— START PROVIDED DATA —

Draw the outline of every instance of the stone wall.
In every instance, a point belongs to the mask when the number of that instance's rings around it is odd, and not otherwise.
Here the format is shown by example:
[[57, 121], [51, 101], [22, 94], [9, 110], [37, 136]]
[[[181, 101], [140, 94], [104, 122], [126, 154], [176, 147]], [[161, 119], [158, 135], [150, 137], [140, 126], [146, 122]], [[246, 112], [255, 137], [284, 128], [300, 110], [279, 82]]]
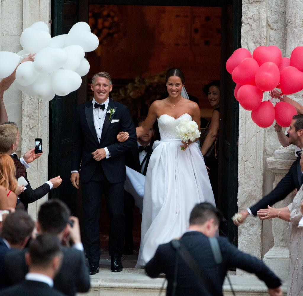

— END PROVIDED DATA —

**REQUEST**
Format every line of the entries above as a JSON list of strings, one string per line, with blank lines left out. Leave out the pictures.

**ANSWER FOR THE TASK**
[
  "Draw the outline of every instance of the stone wall.",
  "In every instance, a point belongs to the mask when the number of that instance's rings around it is odd, and not otherwise.",
  "Here the format is shown by example:",
  "[[57, 121], [51, 101], [22, 94], [9, 110], [37, 136]]",
  "[[[181, 101], [140, 94], [104, 122], [126, 154], [176, 147]], [[161, 119], [158, 135], [150, 137], [140, 126], [146, 122]], [[246, 112], [255, 137], [284, 128], [300, 110], [279, 82]]]"
]